PROBLEM TO SOLVE -> Copy all of the data that follows without altering a word.

▽

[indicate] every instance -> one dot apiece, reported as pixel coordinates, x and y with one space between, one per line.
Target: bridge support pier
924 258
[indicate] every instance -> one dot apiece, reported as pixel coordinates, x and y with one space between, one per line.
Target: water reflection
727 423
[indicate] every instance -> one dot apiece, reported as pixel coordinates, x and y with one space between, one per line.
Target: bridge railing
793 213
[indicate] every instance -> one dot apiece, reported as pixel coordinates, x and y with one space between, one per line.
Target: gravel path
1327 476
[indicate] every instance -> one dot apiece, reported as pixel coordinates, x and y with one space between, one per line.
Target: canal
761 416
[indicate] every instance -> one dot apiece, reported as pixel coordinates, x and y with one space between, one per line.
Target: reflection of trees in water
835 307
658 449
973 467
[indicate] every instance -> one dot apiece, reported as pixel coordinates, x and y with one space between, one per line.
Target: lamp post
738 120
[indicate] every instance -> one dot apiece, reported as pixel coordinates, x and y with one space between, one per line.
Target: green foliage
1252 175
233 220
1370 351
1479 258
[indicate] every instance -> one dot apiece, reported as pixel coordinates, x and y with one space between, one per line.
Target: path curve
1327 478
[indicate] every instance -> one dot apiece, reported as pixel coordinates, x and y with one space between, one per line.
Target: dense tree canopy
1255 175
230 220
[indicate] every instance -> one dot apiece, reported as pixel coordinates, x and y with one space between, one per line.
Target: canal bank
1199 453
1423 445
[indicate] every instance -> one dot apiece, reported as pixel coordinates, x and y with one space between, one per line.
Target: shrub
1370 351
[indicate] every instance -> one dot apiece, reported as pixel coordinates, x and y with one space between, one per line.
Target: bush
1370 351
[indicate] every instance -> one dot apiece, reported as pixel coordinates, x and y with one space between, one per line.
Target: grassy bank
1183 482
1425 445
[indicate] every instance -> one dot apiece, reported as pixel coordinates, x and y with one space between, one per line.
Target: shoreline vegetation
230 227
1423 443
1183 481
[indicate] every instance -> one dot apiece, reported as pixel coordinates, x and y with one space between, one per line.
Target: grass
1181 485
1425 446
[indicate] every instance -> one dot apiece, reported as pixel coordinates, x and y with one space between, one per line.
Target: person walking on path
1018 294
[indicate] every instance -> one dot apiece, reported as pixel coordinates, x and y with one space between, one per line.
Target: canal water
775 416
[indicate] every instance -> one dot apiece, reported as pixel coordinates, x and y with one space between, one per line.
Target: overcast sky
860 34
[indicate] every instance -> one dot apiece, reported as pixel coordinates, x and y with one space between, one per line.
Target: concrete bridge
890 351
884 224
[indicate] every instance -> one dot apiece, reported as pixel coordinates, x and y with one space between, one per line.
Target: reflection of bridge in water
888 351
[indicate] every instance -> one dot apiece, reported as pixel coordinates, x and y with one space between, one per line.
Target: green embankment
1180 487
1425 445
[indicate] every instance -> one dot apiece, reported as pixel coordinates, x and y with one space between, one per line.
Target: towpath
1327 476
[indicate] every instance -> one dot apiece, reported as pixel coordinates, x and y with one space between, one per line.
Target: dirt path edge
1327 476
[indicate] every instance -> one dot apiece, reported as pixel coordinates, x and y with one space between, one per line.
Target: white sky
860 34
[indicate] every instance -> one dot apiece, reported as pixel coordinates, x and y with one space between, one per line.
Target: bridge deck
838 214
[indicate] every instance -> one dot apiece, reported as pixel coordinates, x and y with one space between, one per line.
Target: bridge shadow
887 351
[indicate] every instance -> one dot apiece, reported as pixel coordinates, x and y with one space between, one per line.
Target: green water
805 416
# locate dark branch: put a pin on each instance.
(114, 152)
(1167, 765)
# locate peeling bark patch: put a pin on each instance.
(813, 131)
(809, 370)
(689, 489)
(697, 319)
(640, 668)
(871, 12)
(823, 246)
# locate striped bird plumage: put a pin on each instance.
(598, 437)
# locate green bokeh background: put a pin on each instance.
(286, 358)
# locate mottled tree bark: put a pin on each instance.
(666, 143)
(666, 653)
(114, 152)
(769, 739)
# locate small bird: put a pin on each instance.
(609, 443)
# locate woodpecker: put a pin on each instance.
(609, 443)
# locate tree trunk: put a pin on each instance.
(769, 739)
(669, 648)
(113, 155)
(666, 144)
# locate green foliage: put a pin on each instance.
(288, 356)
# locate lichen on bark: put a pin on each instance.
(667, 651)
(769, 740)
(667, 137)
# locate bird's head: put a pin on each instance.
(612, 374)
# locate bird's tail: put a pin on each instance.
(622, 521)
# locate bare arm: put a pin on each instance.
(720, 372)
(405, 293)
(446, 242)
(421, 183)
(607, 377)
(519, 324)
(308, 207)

△

FINAL ANSWER ->
[indicate] every instance -> one dot apiece, reported as pixel coordinates, x and y with one space between, one per line.
Target: bridge support pier
924 258
[indicate] every instance -> one dot apiece, reported as pixel coordinates, x and y with one space between, one per line.
Target: water reflection
727 423
[indicate] every instance -> one dot apiece, reported as pixel coordinates, x and y with one space between, one per line.
Target: bridge railing
793 213
[indicate] every instance -> one dot apiece, reported as pixel coordinates, x and y with one space between, one per line.
Target: gravel path
1327 476
[indicate] every instance -> one dot apiece, reported as pixel coordinates, x and y with one space between, one per line.
Target: canal
761 416
[indicate] every instance -> one dot apiece, reported as pixel coordinates, x and y with one space between, one per line.
Target: reflection of trees in water
835 307
658 449
973 467
[indicate] every instance -> one dot apiece, reported as pixel coordinates, x and y with one space between, one per line.
Target: lamp post
738 120
[indicate] every instance -> one dot apiece, reported as pixel coordinates, x and y with one space between, one per line.
Target: green foliage
1252 175
233 220
1370 351
1479 258
[indicate] every instance -> one dot apiece, reported as pixel coordinates, x and y with one space between, one per line.
Target: path curve
1327 478
[indicate] every instance -> one dot apiece, reported as pixel coordinates, x and y with one space between, one per line.
Target: dense tree canopy
1255 175
230 220
[indicate] every instance -> one dot apiece, reported as pixel coordinates, x and y with one space between, one per line.
Target: canal bank
1199 453
1423 445
[indicate] every instance -> one dot apiece, reported as pixel coordinates, x and y with one space between, one per line.
Target: shrub
1370 351
[indicate] every instance -> one dot apiece, reported as pixel coordinates, x and y with one space between, one per line.
Target: bush
1370 351
[indicate] every instance -> one dot apiece, reported as pixel coordinates, x and y with one space between, one per line.
Target: grassy bank
1183 482
1425 445
[indicate] every instance -> one dot apiece, reported as pixel coordinates, x and y with one space between, one per line.
Target: shoreline vegetation
230 227
1423 443
1183 481
[indicate] every instance -> one dot apiece, reported as pixel coordinates, x and y with one space between, one per line.
Target: grass
1181 485
1425 446
[indicate] every instance -> one dot apiece, reported as pixel coordinates, x and y with one space between, one per line.
Target: person walking on path
1018 294
[indicate] every instance -> one dot apiece, reported as pixel coordinates, x and y with one space between, one per line.
Target: canal water
775 416
[indicate] every instance -> one dot apiece, reported as pixel coordinates, x and y with one space between, one per line.
Target: overcast sky
860 34
[indicate] every instance -> one dot apiece, reported as pixel coordinates, x and y with one space between, one per line.
Target: concrete bridge
890 351
884 224
[indicate] every instance -> one dot apiece, reported as pixel coordinates, x and y with one space between, one per line.
Target: reflection of bridge in water
888 351
[indicate] every instance -> one dot apiece, reported as pixel coordinates, x and y with one space between, one per line.
Target: green embankment
1180 487
1425 445
[indicate] every instance -> one dot apiece, reported as pixel coordinates, x and y with one space between, one per line.
Target: towpath
1327 476
[indicate] every instance -> one dot apiece, reported as pixel coordinates, x and y with one space between, one per line.
Target: dirt path edge
1327 476
[indicate] every instance -> one dot apiece, reported as pixel coordinates, x and y with one space between, one per line.
Target: white sky
860 34
[indicate] every instance -> one dot apiece, reported as pixel coordinates, x and y with one space between, one per line.
Target: bridge deck
838 214
[indicate] every instance -> one dot apiece, reported as pixel coordinates, x and y with one space between, one per line.
Target: bridge shadow
887 351
[indicate] every instance -> one dot apiece, reported as pixel coordinates, x and y with one space between, one per line.
Target: green water
805 416
# locate dark branch: put a pin on each instance.
(114, 152)
(1167, 765)
# locate peeling bark patch: put a pin on each instance.
(813, 131)
(809, 370)
(689, 489)
(697, 319)
(640, 668)
(871, 12)
(823, 246)
# locate striped bird plumage: put a pin on each instance.
(598, 437)
# locate green bokeh background: put a pin on each instance.
(286, 358)
# locate mottled tree bark: put a pin on each instance.
(666, 143)
(666, 653)
(114, 152)
(769, 739)
# locate small bird: put a pin on each instance.
(609, 443)
# locate woodpecker: put a pin on each instance.
(609, 443)
# locate tree trunk: put a pin on each instance.
(769, 739)
(669, 648)
(113, 155)
(666, 144)
# locate green foliage: put a pin on each instance.
(288, 356)
# locate lichen on bark: put a pin on each instance.
(667, 651)
(769, 740)
(667, 137)
# locate bird's head: put a pin on each instance.
(612, 374)
# locate bird's tail: put a pin on each instance.
(622, 521)
# locate bare arm: put a pin on each instance.
(720, 372)
(405, 293)
(446, 242)
(421, 183)
(607, 377)
(519, 324)
(308, 207)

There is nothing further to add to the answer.